[Outline listing]
________________________

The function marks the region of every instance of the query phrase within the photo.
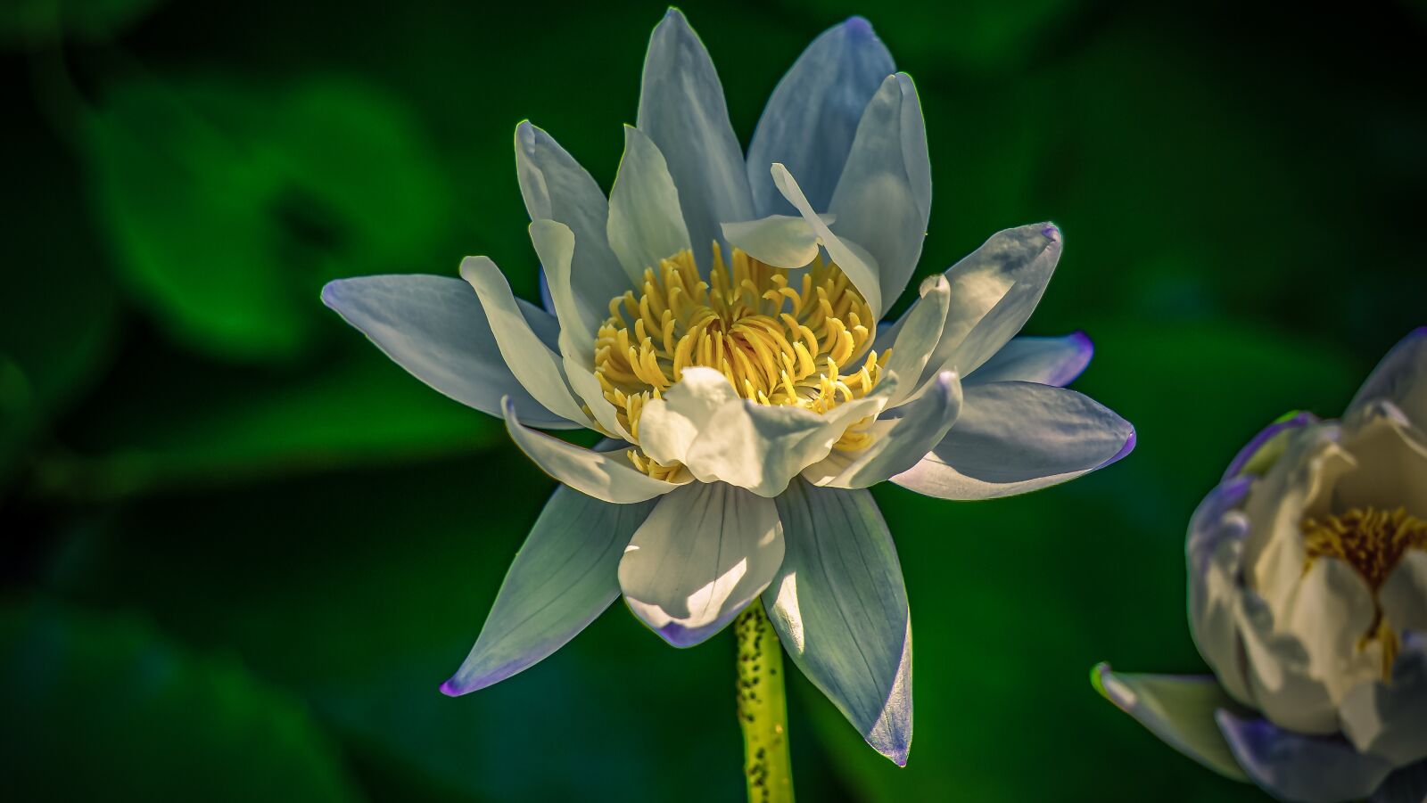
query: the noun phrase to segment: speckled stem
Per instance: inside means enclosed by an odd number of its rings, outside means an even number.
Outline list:
[[[788,756],[788,693],[783,648],[755,599],[733,620],[738,633],[738,722],[743,726],[743,774],[749,803],[792,803]]]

________________________

Given instruction: Count the lines in the listing above that contain the string "instance" and reply with only that number.

Worked answer: 2